REQUIRED TASKS >>
1. Reproduce the part of the National Labs article starting at "National Lab Day Raises" and ending at "National Labs grew.".
2. Go on with the article about National Labs from the point where it stops.

PASSAGE FOR REVIEW >>
────
National Lab Day Raises Question: What’s a National Lab?
April 18 was National Lab Day at the University of Arkansas. Which raises the question: What, exactly, is a National Lab?
The array of 17 National Labs, part of the U.S. Department of Energy, are where the United States seeks answers to the most critical scientific questions of our time. From energy independence, to nuclear safety, to defense, to elemental work in physics, biosciences and computing, big science happens in National Labs.
Los Alamos National Laboratory was the first, and it came into being during World War II for a single purpose: to develop the atomic bomb. After the war, the federal government decided the synergy of research facilities dedicated to important science was a model worth expanding, and the number of National Labs grew.
Today, National Labs have $14 billion in annual funding, and employ 57,000 research scientists and support staff whose work has produced 11,000 peer-reviewed publications and 115 Nobel Prizes. Research done at National Labs has produced the super computer, mapped the human genome, confirmed the Big Bang theory, solved the mystery of what happened to the dinosaurs and created the compact disc, among other things.
────
Plain-language descriptions of regions:
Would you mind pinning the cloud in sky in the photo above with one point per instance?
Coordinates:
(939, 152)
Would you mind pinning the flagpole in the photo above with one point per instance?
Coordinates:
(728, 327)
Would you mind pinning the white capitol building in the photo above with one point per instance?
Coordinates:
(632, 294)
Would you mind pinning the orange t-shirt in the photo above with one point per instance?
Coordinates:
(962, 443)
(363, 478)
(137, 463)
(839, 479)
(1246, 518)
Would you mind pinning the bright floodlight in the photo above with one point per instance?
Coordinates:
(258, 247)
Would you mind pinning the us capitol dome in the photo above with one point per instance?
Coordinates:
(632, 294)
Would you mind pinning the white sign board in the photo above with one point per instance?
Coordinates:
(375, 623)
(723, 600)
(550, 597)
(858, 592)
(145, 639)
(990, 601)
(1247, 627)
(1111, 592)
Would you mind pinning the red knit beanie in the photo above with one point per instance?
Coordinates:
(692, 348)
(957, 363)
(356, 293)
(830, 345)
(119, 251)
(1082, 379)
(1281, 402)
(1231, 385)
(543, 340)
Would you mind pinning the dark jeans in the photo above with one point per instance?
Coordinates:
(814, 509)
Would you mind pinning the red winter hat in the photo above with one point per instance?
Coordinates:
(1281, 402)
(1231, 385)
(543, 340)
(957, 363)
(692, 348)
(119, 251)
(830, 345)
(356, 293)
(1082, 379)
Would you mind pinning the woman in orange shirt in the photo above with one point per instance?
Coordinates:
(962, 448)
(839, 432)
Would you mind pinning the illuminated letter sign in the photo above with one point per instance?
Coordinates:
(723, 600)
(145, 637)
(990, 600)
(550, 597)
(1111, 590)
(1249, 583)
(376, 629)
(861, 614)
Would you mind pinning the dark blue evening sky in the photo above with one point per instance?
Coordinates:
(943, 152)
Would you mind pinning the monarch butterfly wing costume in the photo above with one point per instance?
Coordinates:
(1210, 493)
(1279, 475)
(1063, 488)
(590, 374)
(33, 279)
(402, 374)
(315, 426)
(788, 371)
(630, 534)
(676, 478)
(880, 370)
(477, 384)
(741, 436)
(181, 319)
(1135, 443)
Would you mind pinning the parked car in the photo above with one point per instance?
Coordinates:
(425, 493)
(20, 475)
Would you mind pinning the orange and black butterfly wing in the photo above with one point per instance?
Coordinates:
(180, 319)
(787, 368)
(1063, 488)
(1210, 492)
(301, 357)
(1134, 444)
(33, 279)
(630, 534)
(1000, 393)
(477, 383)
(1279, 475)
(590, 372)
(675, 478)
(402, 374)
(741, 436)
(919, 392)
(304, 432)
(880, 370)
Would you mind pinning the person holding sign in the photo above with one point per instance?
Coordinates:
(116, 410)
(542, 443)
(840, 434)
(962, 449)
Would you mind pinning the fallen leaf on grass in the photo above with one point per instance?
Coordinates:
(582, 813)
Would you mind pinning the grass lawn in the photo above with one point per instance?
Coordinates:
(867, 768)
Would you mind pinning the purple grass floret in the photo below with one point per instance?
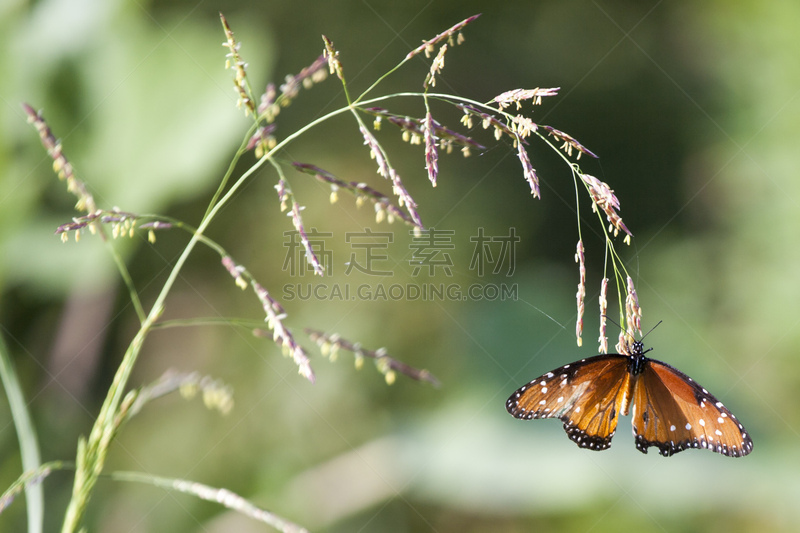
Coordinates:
(330, 344)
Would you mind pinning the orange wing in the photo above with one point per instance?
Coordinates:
(587, 396)
(673, 413)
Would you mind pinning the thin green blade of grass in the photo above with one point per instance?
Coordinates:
(28, 442)
(224, 497)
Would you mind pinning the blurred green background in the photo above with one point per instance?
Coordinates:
(693, 109)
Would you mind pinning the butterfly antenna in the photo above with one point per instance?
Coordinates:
(651, 330)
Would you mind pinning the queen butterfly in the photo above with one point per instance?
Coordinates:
(670, 410)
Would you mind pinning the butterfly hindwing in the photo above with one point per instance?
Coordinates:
(587, 396)
(672, 412)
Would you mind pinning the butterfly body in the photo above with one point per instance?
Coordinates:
(669, 410)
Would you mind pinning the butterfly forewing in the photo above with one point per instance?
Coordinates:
(672, 412)
(587, 396)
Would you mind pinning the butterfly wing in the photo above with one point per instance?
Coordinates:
(587, 396)
(672, 412)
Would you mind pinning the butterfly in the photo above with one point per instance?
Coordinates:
(670, 410)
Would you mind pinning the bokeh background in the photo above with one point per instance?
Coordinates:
(693, 109)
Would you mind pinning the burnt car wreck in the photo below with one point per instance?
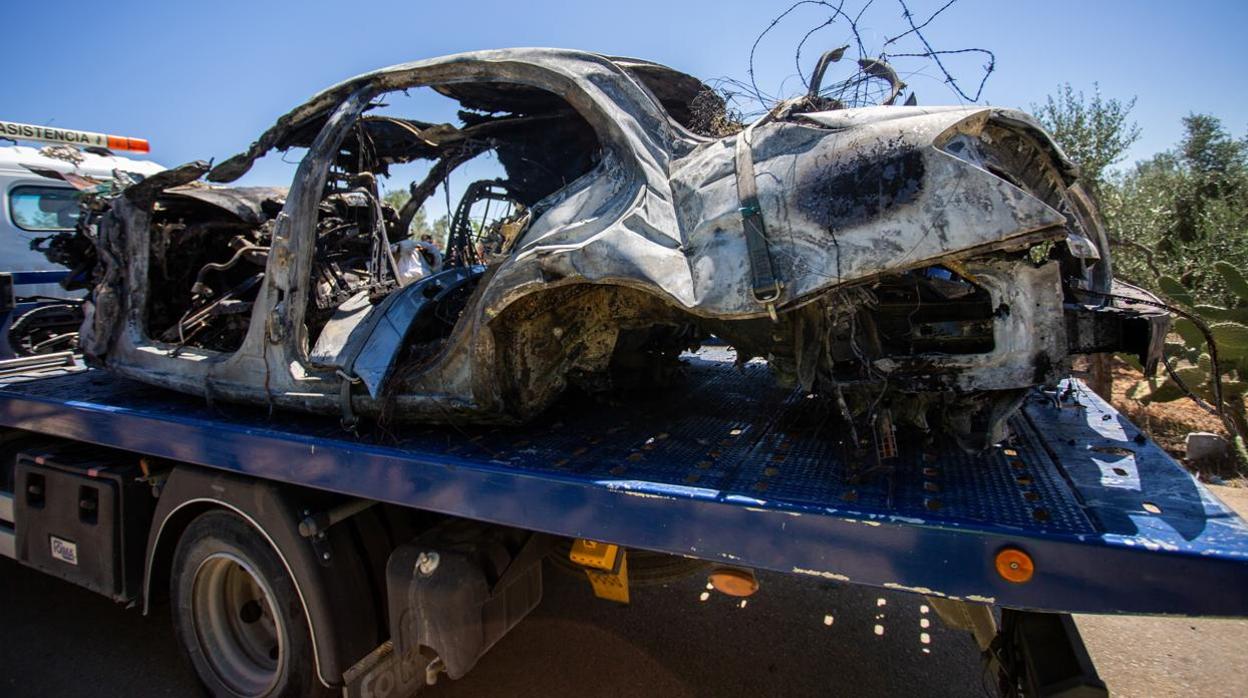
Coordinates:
(915, 266)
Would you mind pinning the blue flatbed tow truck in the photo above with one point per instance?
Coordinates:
(411, 550)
────
TASK ANSWERS >>
1.
National Lab Day Raises Question: What’s a National Lab?
April 18 was National Lab Day at the University of Arkansas. Which raises the question: What, exactly, is a National Lab?
The array of 17 National Labs, part of the U.S. Department of Energy, are where the United States seeks answers to the most critical scientific questions of our time. From energy independence, to nuclear safety, to defense, to elemental work in physics, biosciences and computing, big science happens in National Labs.
Los Alamos National Laboratory was the first, and it came into being during World War II for a single purpose: to develop the atomic bomb. After the war, the federal government decided the synergy of research facilities dedicated to important science was a model worth expanding, and the number of National Labs grew.

2.
Why was National Lab Day held at the University of Arkansas when the closest National Lab, Oak Ridge, is 690 miles away in Tennessee? Because one of the most important things National Labs do is make cutting-edge scientific facilities and support available to researchers from universities and industry. National Labs are used by 30,000 visiting scientists annually, including researchers from the University of Arkansas working on nanomaterials, virtual reality, mass spectrometry, battery research, electric vehicles and much more. Without access to top tier facilities, that kind of work doesn’t happen.